# [GIVEN EXERCISE 1]
In the rows below, express the stretch from the line containing "Security feed analysis requested. Where is the green" through the end of the rows as a Markdown table with the columns No and Line. Give each line its number under No and its text under Line, leaving out blank lines.

SW3L LoRaWAN Outdoor Flow Sensor

Version 25.1 by Xiaoling on 2022/05/19 10:32

SW3L LoRaWAN Outdoor Flow Sensor Manual

Table of Contents：

1. Introduction

1.1 What is CPL01 LoRaWAN Pulse/Contact Sensor

The Dragino SW3L is a LoRaWAN Flow Sensor. It detects water flow volume and uplink to IoT server via LoRaWAN network. User can use this to monitor the water usage for buildings.

SW3L is powered by 8500mAh Li-SOCI2 battery, It is designed for long term use up to 10 years. (Actually Battery life depends on the use environment, update period.)

The SW3L will send water flow volume every 20 minutes. It can also detect the water flow status and send Alarm, to avoid the waste for water usage such as broken toilet case.

SW3L is designed for both indoor and outdoor use. It has a weatherproof enclosure and industrial level battery to work in low to high temperatures.

Each SW3L is pre-load with a set of unique keys for LoRaWAN registration, register these keys to LoRaWAN server and it will auto connect after power on

*Battery life depends on how often to send data, please see battery analyzer.

1.2 Features

LoRaWAN v1.0.3 Class A protocol.
Frequency Bands: CN470/EU433/KR920/US915/EU868/AS923/AU915/IN865/RU864
Upload water flow volume
Monitor water waste
8500mAh industrial battery(none-rechargeable)
AT Commands to change parameters
Uplink on periodically and open/close event
Datalog feature
Remote configure parameters via LoRa Downlink
Firmware upgradable via program port
Wall Mountable
Outdoor Use

1.3 Installation

Each SW3L package is shipped with a flow sensor. Install the flow sensor into water pipe with correct flow direction to start monitoring.

# [GIVEN EXERCISE 2]
Write out the stretch of the flow sensor manual from "Table of Contents：" through "to high temperatures.".

# [INPUT RECORDS]
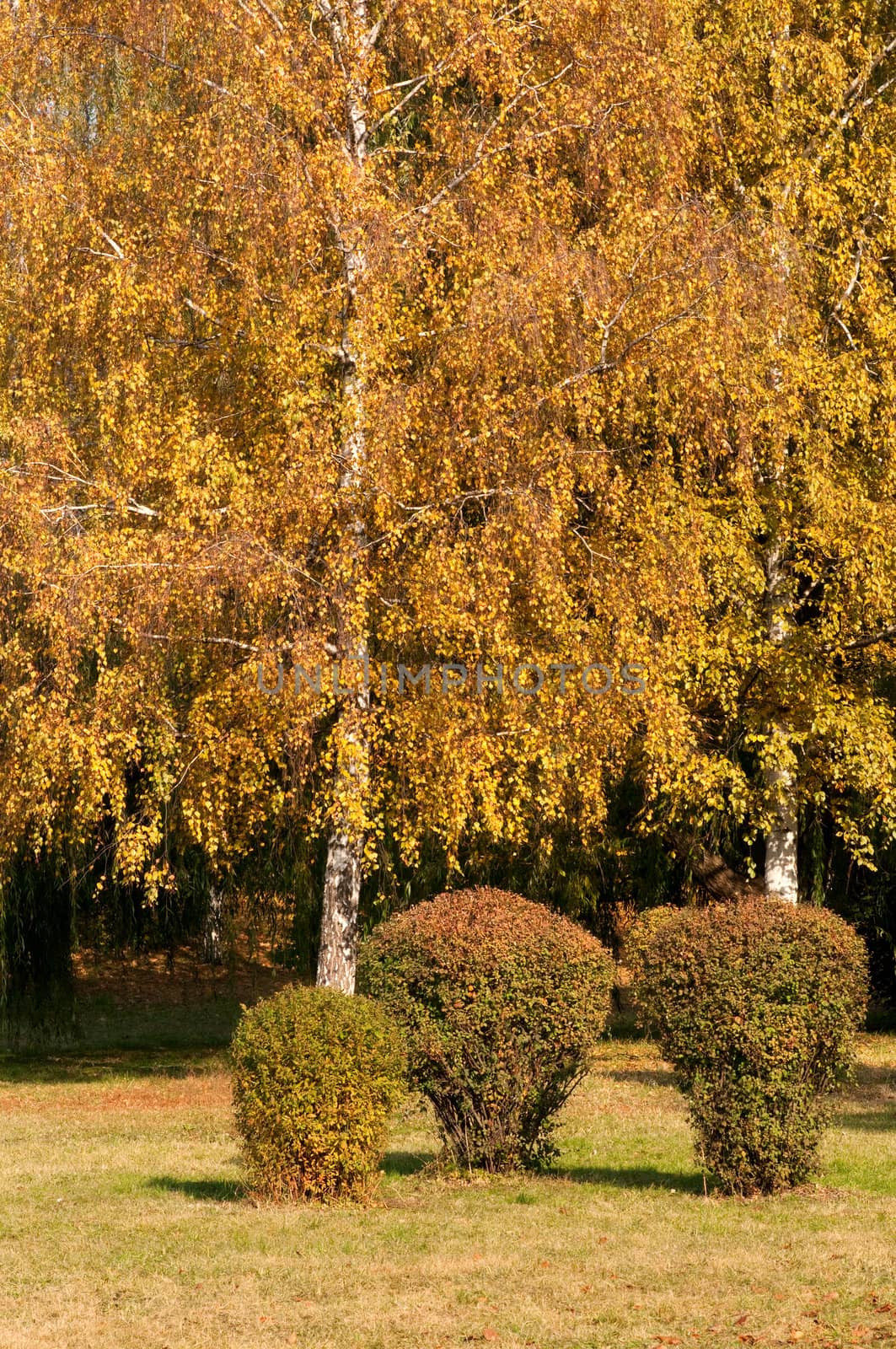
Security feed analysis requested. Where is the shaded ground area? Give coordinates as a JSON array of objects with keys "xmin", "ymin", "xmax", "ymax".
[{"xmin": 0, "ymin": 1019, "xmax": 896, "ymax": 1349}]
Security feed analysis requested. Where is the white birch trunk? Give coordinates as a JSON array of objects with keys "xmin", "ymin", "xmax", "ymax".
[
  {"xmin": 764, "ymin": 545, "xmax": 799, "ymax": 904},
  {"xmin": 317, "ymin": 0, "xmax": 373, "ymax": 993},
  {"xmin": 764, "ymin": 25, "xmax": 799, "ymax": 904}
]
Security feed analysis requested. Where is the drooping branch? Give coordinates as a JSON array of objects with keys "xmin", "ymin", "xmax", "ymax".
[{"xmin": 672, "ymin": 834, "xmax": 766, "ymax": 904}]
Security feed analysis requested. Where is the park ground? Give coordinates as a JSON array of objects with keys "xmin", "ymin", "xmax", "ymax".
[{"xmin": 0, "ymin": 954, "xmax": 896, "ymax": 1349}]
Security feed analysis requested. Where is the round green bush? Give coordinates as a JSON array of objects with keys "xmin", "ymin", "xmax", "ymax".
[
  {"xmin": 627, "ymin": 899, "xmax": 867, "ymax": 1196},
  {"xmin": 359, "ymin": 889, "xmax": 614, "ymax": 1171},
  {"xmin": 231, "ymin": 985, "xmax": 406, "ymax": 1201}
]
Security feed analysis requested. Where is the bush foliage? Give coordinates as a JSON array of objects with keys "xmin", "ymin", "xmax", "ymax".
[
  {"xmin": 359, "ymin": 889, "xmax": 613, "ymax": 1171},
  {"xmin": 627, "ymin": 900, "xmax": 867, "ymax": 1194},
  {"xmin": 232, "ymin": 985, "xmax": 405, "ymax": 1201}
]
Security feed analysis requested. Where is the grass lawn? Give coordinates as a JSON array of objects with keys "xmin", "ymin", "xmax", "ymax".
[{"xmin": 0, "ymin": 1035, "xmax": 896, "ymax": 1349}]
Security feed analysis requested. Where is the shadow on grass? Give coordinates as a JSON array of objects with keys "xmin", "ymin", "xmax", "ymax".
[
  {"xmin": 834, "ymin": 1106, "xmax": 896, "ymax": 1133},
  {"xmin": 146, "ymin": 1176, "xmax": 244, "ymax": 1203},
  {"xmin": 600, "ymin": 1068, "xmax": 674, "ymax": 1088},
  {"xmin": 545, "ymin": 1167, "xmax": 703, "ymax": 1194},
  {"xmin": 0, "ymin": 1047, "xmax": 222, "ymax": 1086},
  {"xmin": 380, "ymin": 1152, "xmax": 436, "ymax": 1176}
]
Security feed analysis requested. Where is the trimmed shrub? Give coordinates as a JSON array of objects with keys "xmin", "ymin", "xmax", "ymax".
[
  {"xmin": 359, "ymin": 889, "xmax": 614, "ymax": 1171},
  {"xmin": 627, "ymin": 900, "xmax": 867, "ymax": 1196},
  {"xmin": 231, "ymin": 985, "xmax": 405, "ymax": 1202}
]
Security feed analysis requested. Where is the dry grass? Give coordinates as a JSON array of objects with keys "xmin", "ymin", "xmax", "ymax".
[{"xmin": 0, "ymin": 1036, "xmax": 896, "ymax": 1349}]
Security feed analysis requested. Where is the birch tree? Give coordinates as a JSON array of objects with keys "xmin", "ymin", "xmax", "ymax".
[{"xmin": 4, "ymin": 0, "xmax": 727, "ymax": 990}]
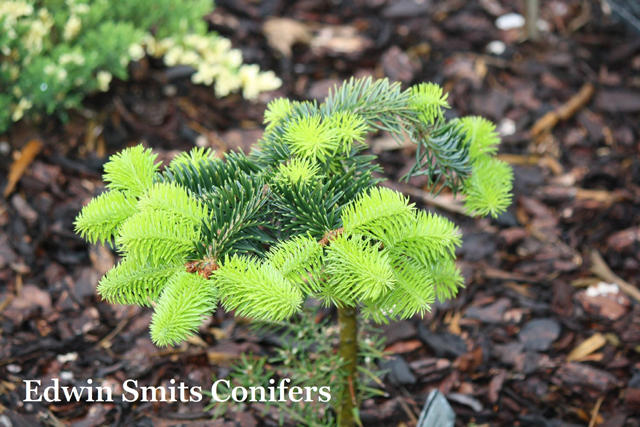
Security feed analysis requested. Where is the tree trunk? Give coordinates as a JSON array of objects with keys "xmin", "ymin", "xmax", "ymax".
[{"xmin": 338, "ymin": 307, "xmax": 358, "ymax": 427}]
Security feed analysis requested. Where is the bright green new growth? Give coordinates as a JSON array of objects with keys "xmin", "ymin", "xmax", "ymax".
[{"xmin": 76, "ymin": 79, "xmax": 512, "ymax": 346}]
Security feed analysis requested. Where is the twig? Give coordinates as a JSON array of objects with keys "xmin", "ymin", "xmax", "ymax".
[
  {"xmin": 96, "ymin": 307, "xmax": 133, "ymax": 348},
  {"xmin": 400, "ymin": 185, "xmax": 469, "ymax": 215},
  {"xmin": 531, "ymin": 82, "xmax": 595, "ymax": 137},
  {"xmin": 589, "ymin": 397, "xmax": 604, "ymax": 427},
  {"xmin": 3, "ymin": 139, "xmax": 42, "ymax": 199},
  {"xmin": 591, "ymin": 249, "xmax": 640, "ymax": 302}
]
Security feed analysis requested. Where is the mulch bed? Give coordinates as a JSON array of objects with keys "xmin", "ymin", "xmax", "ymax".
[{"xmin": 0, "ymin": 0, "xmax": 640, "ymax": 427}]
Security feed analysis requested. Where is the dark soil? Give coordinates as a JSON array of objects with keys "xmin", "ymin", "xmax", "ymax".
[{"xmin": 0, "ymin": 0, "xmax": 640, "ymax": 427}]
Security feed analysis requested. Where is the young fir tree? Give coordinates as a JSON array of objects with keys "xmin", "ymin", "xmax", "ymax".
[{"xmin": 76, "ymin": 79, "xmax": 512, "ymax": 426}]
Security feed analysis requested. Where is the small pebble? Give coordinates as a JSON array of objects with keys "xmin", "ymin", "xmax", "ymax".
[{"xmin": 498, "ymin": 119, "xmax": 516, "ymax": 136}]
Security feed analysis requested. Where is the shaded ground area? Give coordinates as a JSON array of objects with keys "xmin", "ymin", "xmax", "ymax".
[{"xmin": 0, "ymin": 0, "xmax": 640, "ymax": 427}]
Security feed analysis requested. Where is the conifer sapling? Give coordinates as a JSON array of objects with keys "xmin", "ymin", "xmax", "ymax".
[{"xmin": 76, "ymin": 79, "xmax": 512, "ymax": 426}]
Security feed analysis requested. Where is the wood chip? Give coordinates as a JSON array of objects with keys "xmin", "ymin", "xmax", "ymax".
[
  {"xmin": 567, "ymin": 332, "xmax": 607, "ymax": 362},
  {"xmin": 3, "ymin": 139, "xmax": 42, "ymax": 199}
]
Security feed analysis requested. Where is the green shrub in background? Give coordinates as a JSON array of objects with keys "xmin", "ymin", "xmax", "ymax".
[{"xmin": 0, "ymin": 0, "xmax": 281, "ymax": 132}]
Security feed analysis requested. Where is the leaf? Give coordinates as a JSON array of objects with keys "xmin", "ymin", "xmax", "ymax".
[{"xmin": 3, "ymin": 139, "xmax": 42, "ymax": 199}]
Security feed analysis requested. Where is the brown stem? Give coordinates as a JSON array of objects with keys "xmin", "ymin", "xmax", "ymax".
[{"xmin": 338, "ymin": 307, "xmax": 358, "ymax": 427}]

# [RESULT 1]
| No | Line |
|---|---|
| 1 | Security feed analysis requested. Where is the green shrub in background? Give coordinates as a JSON array of objects with keys "xmin", "ymin", "xmax", "ymax". |
| 2 | [{"xmin": 0, "ymin": 0, "xmax": 281, "ymax": 132}] |
| 3 | Security feed analysis requested. Where is the leaf? Give coordinates as a JSON array of objects with keys "xmin", "ymin", "xmax", "ymax". |
| 4 | [{"xmin": 3, "ymin": 139, "xmax": 42, "ymax": 199}] |
| 5 | Security feed analysis requested. Where is the brown stem? Give coordinates as a JSON array of objects with keys "xmin", "ymin", "xmax", "ymax". |
| 6 | [{"xmin": 338, "ymin": 307, "xmax": 358, "ymax": 427}] |

# [RESULT 2]
Table of Contents：

1. Introduction

1.1 What is CPL01 LoRaWAN Pulse/Contact Sensor

The Dragino SW3L is a LoRaWAN Flow Sensor. It detects water flow volume and uplink to IoT server via LoRaWAN network. User can use this to monitor the water usage for buildings.

SW3L is powered by 8500mAh Li-SOCI2 battery, It is designed for long term use up to 10 years. (Actually Battery life depends on the use environment, update period.)

The SW3L will send water flow volume every 20 minutes. It can also detect the water flow status and send Alarm, to avoid the waste for water usage such as broken toilet case.

SW3L is designed for both indoor and outdoor use. It has a weatherproof enclosure and industrial level battery to work in low to high temperatures.